Listed entries

____________

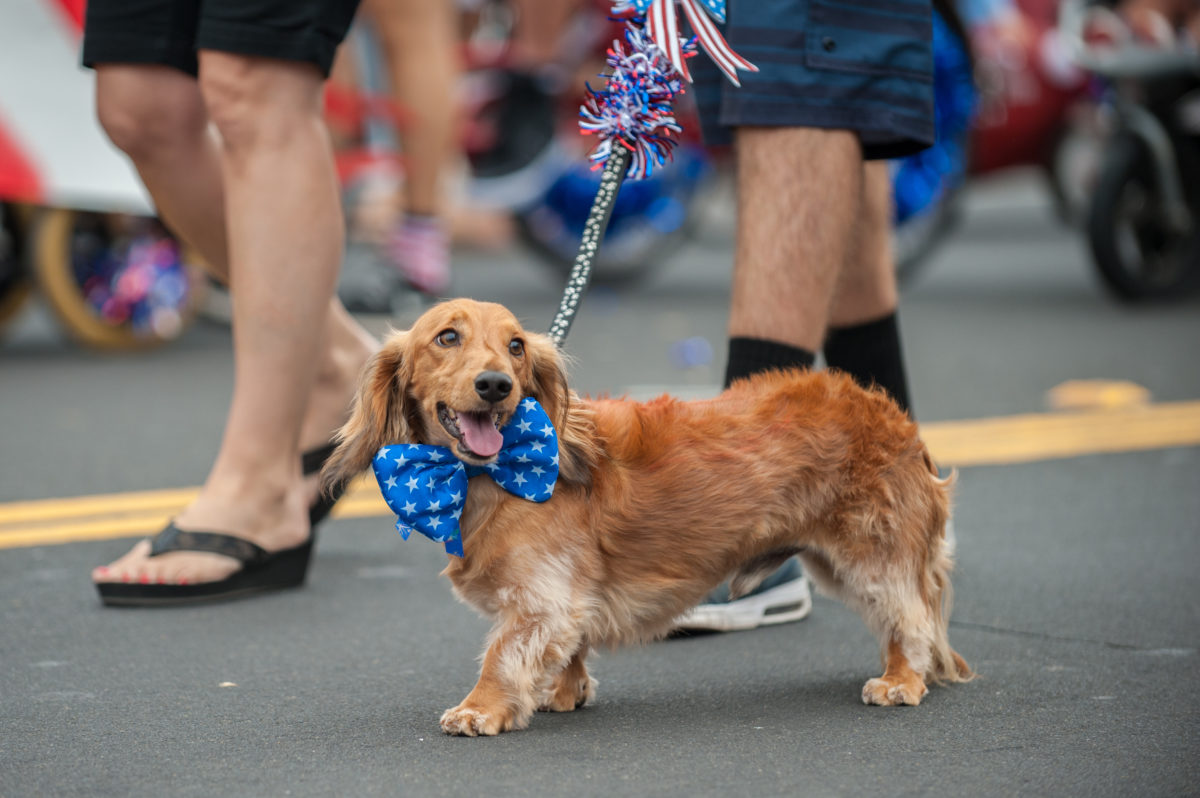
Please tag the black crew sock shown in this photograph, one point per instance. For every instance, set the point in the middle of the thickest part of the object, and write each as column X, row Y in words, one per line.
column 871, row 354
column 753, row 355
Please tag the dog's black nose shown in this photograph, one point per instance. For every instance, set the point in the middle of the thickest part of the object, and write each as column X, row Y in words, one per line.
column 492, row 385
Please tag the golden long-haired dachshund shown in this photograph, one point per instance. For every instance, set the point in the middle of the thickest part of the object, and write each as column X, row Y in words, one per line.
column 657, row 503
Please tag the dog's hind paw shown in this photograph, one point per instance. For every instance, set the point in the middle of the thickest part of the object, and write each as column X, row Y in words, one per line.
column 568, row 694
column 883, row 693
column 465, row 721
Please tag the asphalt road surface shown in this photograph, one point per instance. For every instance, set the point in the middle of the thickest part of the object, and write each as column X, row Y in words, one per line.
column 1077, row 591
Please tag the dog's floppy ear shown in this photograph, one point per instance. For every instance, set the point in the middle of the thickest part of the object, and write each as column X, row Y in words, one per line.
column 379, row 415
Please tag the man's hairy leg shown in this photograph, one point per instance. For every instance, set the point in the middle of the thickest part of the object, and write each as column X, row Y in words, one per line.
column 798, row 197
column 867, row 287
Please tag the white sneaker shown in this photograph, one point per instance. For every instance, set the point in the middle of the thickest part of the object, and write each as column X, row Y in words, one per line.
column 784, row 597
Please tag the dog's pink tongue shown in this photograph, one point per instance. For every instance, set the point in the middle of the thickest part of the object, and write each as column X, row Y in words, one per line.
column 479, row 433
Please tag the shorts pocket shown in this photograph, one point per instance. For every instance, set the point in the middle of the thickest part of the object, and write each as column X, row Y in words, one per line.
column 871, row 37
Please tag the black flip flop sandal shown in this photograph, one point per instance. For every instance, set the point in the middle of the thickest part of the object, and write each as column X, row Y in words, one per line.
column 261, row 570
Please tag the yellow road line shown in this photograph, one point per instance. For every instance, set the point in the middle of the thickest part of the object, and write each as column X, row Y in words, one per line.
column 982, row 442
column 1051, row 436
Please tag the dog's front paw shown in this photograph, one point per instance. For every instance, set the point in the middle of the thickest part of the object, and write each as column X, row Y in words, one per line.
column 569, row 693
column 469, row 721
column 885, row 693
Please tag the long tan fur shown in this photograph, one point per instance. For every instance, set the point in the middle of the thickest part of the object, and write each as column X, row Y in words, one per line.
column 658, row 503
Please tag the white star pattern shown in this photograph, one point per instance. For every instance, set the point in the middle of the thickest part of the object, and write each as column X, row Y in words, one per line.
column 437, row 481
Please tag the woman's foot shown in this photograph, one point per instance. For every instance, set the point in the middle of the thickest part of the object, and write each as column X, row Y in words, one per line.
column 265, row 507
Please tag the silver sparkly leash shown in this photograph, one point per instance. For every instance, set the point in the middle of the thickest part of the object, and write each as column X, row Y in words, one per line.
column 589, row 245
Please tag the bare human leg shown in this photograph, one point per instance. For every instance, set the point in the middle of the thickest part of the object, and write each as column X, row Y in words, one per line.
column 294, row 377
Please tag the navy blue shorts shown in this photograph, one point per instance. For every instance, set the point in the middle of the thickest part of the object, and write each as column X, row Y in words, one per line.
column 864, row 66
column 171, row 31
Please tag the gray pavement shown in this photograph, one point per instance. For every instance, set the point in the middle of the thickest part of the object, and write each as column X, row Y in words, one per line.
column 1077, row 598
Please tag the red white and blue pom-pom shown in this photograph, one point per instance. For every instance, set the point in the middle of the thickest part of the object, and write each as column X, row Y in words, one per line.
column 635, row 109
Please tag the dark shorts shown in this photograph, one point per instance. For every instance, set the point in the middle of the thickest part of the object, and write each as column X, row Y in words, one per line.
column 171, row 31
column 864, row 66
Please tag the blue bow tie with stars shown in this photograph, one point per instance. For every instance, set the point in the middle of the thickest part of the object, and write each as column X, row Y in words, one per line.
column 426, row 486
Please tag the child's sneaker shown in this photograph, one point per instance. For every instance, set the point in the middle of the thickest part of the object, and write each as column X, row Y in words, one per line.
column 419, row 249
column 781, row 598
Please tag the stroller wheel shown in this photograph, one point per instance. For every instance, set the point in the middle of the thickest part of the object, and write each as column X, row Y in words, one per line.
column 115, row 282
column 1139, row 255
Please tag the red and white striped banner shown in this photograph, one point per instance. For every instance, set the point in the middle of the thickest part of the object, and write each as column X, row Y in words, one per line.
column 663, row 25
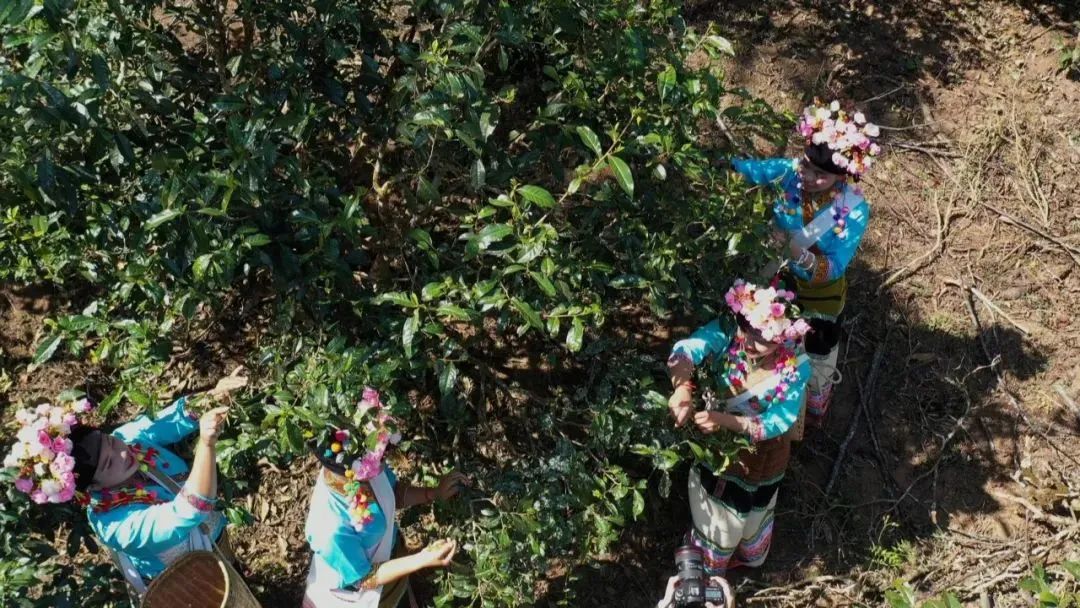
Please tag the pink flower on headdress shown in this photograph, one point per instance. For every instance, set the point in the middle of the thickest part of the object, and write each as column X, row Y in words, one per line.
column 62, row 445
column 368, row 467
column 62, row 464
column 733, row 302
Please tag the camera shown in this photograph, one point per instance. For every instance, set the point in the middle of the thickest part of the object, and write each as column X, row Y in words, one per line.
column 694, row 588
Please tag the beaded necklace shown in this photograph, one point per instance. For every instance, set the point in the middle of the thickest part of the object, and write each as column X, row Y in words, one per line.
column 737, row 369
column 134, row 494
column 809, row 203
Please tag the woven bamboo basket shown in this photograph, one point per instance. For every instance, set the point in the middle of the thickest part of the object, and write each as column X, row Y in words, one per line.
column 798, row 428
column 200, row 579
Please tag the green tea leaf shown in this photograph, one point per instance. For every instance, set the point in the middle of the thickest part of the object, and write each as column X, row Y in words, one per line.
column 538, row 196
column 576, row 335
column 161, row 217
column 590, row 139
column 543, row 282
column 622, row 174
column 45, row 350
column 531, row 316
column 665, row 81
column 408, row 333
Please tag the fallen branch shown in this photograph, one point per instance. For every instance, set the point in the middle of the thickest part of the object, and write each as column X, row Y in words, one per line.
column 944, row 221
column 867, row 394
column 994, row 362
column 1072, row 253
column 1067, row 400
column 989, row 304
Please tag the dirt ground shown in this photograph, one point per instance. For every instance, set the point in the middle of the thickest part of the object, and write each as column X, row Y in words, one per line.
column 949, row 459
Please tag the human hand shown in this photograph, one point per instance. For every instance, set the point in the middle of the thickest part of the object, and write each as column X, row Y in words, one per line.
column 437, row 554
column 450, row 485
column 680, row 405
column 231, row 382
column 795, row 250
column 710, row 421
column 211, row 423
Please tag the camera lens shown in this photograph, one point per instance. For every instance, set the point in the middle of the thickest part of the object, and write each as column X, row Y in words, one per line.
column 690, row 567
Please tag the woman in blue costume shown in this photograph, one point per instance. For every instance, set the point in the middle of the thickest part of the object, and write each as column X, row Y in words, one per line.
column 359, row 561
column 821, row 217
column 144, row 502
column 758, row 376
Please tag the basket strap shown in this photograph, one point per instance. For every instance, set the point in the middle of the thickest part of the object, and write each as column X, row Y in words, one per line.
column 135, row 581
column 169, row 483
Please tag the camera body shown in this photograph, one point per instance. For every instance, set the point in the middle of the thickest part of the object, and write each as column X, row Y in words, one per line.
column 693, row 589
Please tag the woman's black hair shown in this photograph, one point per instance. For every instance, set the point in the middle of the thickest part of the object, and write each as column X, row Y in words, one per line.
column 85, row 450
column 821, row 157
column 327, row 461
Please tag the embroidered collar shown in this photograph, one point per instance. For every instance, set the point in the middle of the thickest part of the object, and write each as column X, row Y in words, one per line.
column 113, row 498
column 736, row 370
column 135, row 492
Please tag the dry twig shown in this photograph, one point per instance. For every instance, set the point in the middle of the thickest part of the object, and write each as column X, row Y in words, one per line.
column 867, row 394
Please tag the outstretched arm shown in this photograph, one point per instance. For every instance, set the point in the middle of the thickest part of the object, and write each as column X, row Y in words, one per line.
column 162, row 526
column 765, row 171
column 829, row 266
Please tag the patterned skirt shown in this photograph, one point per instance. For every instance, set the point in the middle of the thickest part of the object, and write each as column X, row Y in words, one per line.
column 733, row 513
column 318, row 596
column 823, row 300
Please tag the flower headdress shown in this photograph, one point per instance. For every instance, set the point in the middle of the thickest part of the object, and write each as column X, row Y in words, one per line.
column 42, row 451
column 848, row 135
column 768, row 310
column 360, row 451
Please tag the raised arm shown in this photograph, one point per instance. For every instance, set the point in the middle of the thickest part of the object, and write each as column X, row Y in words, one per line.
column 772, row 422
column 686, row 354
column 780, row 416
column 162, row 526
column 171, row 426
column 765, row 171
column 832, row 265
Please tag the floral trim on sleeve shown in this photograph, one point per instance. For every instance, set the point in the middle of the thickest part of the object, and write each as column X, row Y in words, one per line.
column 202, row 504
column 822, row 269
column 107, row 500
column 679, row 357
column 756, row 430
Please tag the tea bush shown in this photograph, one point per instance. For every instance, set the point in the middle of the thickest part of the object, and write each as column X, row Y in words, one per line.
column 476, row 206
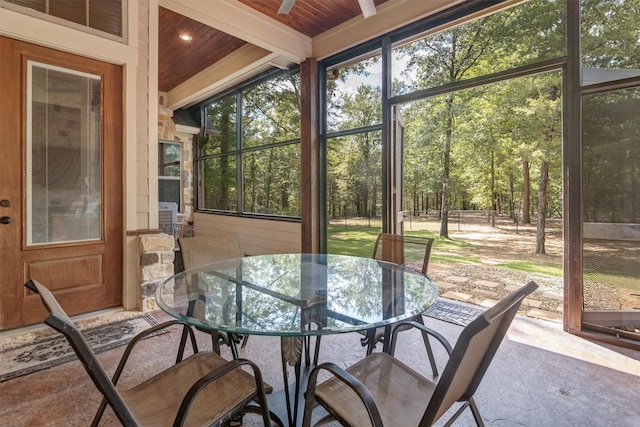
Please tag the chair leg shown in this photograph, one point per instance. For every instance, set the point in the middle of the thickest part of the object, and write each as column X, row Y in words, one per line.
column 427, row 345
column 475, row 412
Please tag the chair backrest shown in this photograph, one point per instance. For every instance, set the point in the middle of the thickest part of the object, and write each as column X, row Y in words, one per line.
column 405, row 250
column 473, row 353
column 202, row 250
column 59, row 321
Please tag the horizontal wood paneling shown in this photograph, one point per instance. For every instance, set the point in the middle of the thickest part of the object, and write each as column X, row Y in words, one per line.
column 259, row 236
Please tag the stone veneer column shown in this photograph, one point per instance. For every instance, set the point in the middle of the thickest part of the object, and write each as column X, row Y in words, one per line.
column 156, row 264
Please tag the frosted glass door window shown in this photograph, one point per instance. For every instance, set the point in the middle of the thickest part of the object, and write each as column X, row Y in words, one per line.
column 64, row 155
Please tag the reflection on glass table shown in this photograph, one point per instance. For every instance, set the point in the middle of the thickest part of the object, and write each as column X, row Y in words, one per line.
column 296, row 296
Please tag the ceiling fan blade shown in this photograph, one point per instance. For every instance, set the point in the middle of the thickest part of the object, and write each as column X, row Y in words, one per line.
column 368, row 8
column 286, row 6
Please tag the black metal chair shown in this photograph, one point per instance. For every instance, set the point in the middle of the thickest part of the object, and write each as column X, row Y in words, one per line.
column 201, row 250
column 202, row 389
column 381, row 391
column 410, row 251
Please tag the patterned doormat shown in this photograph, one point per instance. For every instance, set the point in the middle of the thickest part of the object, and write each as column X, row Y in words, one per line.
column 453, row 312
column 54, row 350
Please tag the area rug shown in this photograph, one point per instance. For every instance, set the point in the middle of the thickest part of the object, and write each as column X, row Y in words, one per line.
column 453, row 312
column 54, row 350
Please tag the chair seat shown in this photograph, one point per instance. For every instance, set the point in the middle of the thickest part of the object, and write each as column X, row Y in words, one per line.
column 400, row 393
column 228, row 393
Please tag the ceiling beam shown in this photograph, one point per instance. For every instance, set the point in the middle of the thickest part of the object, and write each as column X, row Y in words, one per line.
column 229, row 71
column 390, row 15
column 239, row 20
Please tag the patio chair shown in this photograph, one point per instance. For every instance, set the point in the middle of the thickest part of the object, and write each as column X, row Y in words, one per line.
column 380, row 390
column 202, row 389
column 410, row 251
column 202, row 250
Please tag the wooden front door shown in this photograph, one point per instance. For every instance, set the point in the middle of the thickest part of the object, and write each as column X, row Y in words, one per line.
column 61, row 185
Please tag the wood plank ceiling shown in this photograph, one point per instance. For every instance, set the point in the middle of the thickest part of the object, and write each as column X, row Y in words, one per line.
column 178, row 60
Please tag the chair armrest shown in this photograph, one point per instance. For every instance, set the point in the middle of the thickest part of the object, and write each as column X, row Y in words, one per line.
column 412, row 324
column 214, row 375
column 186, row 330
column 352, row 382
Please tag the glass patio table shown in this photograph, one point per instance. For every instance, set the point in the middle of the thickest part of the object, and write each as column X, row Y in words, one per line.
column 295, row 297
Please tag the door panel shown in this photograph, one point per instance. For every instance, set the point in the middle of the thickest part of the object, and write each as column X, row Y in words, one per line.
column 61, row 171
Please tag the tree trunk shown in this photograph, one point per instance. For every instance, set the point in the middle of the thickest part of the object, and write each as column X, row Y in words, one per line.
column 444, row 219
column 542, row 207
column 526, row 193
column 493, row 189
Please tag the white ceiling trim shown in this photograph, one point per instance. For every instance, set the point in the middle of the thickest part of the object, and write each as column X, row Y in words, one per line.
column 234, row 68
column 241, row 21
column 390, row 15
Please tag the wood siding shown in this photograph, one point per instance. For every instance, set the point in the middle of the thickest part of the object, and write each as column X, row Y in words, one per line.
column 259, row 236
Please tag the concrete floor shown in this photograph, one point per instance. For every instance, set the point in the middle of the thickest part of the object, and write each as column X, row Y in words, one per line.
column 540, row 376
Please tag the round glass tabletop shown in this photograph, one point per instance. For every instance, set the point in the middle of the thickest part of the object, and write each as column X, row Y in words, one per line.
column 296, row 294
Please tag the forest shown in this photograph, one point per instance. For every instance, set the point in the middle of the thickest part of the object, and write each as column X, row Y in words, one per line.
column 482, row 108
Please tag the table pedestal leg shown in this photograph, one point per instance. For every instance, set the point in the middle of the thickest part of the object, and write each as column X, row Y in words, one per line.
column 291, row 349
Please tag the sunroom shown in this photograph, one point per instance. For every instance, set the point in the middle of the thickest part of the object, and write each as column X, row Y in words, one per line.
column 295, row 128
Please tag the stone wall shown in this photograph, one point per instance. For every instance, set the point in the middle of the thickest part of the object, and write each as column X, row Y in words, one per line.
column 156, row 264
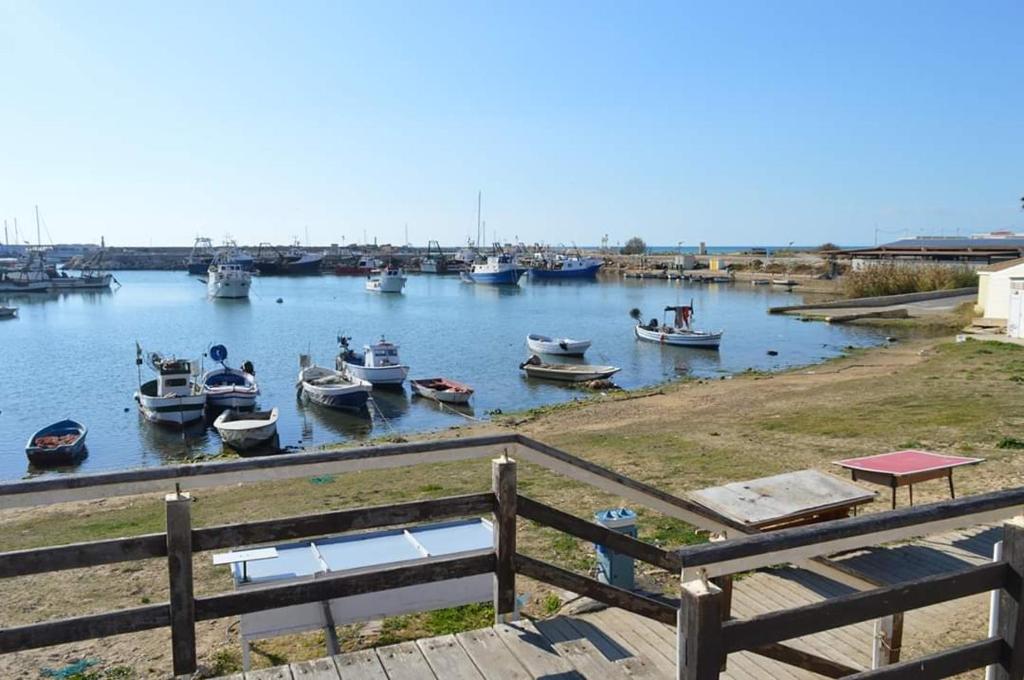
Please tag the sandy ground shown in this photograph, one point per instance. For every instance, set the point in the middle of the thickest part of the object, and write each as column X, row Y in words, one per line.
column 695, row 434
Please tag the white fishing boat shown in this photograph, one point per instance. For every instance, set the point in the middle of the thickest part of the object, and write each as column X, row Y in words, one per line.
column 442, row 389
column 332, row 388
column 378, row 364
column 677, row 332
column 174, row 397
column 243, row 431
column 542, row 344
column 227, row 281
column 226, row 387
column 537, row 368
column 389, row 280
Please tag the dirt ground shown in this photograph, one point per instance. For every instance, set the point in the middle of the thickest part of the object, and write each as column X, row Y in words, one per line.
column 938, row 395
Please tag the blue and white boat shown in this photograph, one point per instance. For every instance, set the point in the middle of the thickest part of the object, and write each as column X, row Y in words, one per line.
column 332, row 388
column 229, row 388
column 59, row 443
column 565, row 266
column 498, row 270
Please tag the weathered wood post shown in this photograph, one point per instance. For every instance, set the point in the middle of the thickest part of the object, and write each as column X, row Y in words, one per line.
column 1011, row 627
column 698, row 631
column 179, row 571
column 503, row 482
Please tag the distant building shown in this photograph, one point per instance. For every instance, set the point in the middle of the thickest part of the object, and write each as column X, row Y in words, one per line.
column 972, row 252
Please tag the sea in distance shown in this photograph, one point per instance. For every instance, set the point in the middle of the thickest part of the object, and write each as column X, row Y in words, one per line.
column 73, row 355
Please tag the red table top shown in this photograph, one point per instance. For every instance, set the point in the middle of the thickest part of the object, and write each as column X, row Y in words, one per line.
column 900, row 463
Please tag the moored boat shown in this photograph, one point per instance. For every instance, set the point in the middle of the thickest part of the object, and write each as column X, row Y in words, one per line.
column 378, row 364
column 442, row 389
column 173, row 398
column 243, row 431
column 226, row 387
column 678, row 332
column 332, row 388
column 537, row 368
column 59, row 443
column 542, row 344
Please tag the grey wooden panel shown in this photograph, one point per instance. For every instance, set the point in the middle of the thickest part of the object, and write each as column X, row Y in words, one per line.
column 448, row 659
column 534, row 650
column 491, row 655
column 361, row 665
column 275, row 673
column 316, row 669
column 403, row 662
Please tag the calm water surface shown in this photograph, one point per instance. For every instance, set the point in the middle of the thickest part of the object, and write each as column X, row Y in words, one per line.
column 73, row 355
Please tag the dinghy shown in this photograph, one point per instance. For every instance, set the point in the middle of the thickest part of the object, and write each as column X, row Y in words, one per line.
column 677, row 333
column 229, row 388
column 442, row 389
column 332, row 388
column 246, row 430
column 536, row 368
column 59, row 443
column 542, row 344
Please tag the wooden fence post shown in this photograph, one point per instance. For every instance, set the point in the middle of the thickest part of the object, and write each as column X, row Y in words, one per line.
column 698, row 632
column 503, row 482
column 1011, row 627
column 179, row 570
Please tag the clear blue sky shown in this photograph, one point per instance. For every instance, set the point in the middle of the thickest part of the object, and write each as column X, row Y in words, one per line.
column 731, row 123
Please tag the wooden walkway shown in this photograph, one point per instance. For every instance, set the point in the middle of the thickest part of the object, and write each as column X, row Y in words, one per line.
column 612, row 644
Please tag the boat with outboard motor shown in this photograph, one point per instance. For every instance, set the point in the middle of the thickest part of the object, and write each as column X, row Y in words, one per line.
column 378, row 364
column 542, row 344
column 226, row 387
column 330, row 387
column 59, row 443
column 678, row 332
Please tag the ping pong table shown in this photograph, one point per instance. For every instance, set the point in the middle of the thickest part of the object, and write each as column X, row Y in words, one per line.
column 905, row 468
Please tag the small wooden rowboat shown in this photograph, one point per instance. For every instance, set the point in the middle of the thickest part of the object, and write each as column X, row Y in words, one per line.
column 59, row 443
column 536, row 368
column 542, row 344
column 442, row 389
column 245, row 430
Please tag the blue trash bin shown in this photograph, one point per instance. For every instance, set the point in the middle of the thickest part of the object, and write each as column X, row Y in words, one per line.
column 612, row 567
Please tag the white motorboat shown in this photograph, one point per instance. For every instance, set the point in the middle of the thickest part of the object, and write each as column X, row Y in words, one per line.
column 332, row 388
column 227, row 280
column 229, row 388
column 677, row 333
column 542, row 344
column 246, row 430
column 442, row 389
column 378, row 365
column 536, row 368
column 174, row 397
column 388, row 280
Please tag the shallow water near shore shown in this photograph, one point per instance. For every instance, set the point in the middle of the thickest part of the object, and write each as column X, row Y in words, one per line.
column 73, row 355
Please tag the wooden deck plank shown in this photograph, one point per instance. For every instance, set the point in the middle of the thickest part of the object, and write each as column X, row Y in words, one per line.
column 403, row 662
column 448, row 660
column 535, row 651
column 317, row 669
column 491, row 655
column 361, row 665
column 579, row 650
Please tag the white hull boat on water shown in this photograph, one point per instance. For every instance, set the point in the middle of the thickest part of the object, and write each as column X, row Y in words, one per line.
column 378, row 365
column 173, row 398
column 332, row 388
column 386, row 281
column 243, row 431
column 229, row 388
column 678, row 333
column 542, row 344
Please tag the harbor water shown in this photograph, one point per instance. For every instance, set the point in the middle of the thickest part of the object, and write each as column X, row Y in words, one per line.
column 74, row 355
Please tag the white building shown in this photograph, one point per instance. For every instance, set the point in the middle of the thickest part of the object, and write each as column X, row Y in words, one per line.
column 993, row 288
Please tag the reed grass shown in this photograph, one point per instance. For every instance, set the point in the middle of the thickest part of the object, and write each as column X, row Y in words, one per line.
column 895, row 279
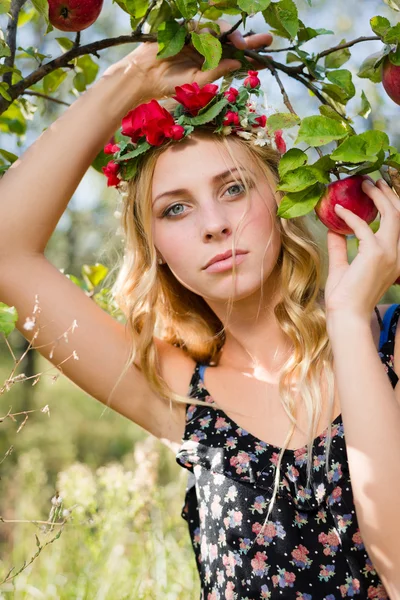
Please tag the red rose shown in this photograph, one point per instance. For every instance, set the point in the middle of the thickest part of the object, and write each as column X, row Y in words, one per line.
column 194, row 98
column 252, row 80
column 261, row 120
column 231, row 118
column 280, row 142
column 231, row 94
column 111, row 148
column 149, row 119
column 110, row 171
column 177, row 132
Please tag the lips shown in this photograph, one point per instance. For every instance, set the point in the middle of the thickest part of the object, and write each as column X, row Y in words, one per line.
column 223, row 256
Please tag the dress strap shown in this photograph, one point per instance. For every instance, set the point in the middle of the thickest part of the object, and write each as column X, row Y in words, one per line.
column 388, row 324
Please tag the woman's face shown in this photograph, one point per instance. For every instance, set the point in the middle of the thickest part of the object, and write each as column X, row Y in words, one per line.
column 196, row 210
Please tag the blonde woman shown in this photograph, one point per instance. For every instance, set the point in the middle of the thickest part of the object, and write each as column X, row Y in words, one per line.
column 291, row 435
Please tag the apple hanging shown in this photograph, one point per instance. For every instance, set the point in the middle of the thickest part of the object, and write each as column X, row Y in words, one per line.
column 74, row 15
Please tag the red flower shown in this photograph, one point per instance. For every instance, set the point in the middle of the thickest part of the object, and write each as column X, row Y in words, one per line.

____________

Brief
Please copy out the rows again word for word, beginning at the line that contains "Please tag the frosted" and stopping after the line that contains "column 64, row 155".

Response for this exercise
Please tag the frosted glass door window shown in this photograph, one point per instance. For every instance, set the point in the middle of the thickest part of the object, and write each as column X, row Y in words, one per line.
column 64, row 155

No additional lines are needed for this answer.